◆ PROMPT
Report every line in the items below that contains the word "backpack", matching case exactly.

◆ SOURCE MATERIAL
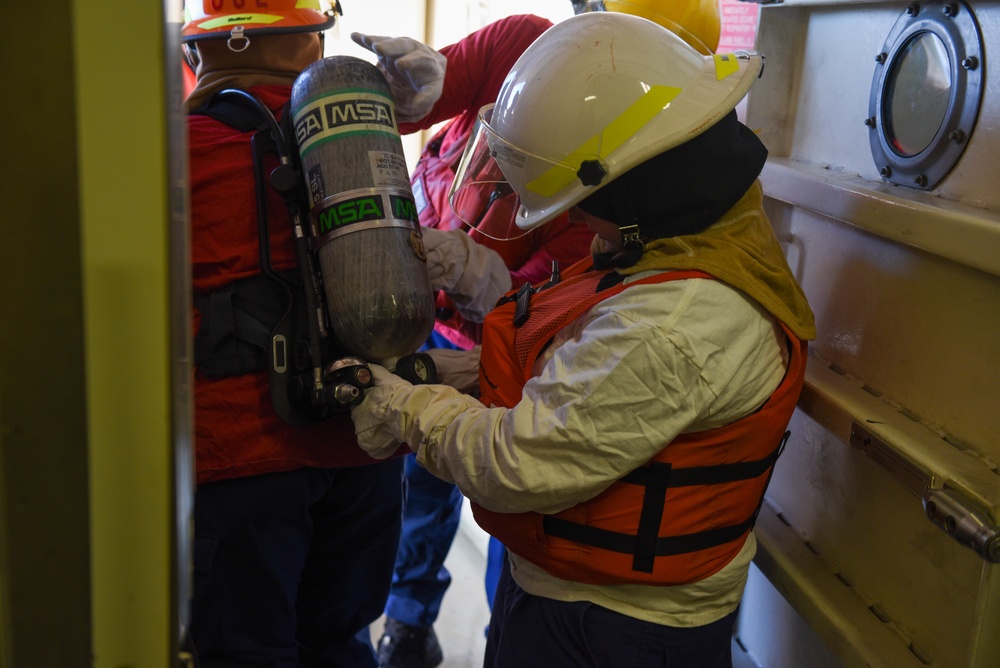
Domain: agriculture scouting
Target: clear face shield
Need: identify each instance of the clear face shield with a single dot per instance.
(502, 190)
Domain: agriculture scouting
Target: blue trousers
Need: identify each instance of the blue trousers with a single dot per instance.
(431, 513)
(529, 631)
(291, 568)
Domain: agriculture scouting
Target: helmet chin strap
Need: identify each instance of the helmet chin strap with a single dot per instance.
(632, 244)
(237, 35)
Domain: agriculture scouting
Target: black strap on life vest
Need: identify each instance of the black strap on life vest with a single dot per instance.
(657, 478)
(268, 322)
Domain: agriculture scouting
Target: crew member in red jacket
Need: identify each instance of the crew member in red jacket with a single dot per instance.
(296, 528)
(477, 66)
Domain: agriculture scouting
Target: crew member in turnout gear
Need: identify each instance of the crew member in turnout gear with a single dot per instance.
(477, 66)
(296, 528)
(631, 414)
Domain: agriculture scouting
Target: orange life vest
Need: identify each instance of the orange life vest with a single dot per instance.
(677, 519)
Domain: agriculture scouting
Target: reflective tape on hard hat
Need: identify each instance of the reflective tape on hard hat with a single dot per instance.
(616, 133)
(725, 65)
(235, 19)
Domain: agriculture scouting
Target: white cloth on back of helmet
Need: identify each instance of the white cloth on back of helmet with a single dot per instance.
(415, 72)
(474, 276)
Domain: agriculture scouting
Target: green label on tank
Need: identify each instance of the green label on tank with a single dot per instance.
(334, 116)
(347, 212)
(403, 208)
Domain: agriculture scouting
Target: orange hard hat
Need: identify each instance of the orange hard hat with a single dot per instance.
(217, 19)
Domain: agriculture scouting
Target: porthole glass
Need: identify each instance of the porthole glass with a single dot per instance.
(918, 93)
(926, 93)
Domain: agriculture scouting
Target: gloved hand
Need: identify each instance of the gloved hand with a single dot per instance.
(457, 368)
(474, 276)
(375, 436)
(394, 412)
(414, 70)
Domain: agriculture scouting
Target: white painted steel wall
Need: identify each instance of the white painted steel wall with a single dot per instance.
(906, 289)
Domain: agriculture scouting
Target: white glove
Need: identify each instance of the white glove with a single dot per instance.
(414, 70)
(457, 368)
(394, 412)
(474, 276)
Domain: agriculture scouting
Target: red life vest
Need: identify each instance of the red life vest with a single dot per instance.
(677, 519)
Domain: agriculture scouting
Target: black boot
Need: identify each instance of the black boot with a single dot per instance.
(405, 646)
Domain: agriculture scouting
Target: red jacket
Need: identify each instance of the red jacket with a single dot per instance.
(237, 432)
(678, 519)
(477, 66)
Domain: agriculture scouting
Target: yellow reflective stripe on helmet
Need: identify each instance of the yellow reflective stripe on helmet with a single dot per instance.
(725, 64)
(236, 19)
(616, 133)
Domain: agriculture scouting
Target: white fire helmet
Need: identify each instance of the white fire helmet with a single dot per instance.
(591, 98)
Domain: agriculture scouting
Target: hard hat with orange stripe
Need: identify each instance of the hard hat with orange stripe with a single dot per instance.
(219, 19)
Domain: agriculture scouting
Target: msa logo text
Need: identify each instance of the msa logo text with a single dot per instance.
(341, 116)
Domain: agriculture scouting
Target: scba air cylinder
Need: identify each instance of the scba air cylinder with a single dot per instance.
(363, 219)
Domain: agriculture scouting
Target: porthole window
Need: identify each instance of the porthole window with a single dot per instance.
(925, 93)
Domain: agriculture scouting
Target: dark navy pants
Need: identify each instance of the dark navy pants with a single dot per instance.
(291, 568)
(534, 632)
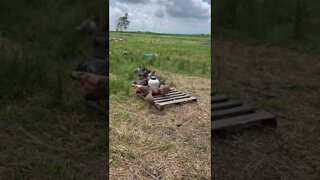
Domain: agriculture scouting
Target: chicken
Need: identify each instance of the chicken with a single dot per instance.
(96, 86)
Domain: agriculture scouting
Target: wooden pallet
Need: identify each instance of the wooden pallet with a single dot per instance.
(173, 97)
(228, 114)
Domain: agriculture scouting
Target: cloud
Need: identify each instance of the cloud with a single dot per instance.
(196, 9)
(134, 1)
(164, 16)
(159, 13)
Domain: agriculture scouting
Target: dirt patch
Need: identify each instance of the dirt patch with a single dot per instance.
(146, 143)
(280, 81)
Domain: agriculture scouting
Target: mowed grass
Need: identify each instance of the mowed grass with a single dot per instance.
(147, 143)
(185, 54)
(45, 130)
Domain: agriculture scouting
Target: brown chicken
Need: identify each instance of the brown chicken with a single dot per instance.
(96, 86)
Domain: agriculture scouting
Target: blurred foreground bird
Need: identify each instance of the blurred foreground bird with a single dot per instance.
(96, 86)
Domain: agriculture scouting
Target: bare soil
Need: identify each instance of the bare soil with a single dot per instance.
(146, 143)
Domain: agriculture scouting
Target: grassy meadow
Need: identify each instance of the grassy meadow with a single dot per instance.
(185, 54)
(148, 143)
(46, 131)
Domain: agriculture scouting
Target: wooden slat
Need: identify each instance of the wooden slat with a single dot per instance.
(167, 95)
(241, 120)
(176, 101)
(172, 98)
(225, 105)
(218, 98)
(231, 112)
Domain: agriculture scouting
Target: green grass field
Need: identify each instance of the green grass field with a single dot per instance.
(148, 143)
(185, 54)
(45, 130)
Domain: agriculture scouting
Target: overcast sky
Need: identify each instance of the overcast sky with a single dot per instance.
(164, 16)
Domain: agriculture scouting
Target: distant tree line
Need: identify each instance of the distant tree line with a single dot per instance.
(272, 20)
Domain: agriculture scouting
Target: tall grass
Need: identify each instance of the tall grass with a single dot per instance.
(184, 54)
(43, 127)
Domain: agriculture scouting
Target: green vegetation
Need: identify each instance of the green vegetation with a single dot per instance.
(185, 54)
(45, 130)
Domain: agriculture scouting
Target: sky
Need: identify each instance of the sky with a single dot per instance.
(163, 16)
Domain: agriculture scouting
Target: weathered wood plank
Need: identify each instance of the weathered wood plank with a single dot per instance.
(172, 98)
(168, 95)
(177, 101)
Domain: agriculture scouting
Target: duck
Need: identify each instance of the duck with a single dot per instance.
(144, 90)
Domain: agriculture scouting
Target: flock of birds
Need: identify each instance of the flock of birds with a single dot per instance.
(141, 85)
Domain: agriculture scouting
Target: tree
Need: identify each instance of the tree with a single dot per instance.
(122, 23)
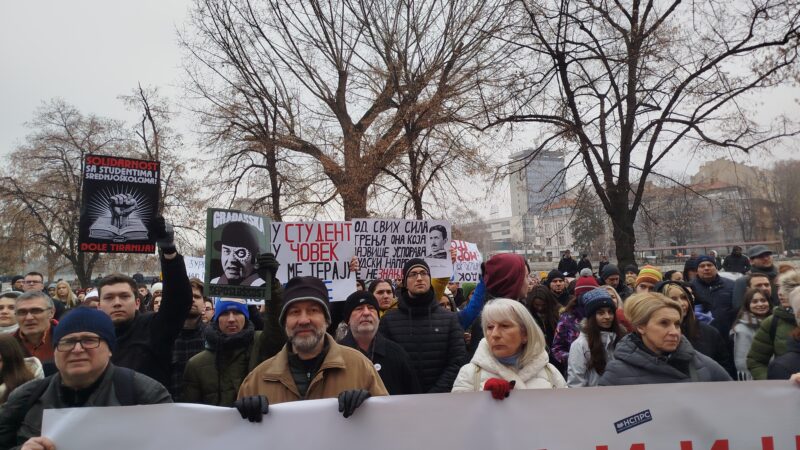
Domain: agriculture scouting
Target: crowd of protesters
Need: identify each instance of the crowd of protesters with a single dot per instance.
(125, 343)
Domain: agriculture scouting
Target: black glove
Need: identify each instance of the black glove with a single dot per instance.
(267, 266)
(350, 400)
(162, 232)
(253, 407)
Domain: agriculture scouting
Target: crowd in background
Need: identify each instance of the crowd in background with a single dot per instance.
(570, 327)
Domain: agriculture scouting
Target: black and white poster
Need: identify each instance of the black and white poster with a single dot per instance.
(234, 239)
(119, 200)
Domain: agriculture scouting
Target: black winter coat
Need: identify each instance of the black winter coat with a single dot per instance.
(718, 295)
(432, 337)
(782, 367)
(710, 343)
(392, 364)
(144, 344)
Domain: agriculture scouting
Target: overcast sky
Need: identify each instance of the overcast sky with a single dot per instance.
(89, 52)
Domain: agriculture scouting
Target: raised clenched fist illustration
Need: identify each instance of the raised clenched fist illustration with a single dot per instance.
(122, 205)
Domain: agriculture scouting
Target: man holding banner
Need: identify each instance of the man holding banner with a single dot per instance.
(311, 365)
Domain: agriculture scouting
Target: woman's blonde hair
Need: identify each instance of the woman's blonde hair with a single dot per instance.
(639, 308)
(504, 309)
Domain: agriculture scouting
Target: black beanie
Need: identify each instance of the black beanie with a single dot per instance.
(357, 299)
(305, 288)
(410, 264)
(608, 270)
(553, 275)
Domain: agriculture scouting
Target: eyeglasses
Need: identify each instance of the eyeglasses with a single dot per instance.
(419, 274)
(87, 343)
(34, 311)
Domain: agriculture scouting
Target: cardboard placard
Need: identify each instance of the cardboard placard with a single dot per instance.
(383, 246)
(318, 249)
(119, 201)
(234, 239)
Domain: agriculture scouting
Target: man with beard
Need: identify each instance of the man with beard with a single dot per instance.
(431, 335)
(389, 359)
(761, 266)
(238, 247)
(311, 365)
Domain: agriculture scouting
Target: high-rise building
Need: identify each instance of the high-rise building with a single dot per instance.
(535, 182)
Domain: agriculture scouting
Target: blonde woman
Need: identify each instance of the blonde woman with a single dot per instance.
(656, 351)
(511, 355)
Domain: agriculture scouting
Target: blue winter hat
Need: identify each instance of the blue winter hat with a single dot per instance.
(706, 258)
(223, 305)
(595, 299)
(86, 320)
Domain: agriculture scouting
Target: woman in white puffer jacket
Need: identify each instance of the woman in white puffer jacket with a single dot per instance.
(512, 355)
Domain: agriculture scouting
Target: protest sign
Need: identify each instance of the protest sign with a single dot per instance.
(234, 239)
(195, 267)
(118, 203)
(467, 268)
(317, 249)
(382, 246)
(686, 416)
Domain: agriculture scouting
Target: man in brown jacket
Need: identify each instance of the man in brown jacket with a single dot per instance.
(311, 365)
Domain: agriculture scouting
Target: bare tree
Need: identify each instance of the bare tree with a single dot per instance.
(43, 183)
(627, 83)
(783, 190)
(351, 83)
(425, 180)
(154, 139)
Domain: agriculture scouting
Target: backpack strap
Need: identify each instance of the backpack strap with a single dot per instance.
(123, 386)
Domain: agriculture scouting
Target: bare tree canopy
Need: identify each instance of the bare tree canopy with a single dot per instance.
(349, 83)
(43, 183)
(624, 84)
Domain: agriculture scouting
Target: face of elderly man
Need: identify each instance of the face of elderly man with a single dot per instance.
(81, 358)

◆ THE SOLUTION
Target: backpack strap
Need: identify each instance of the backpack strap with a single dot per instance.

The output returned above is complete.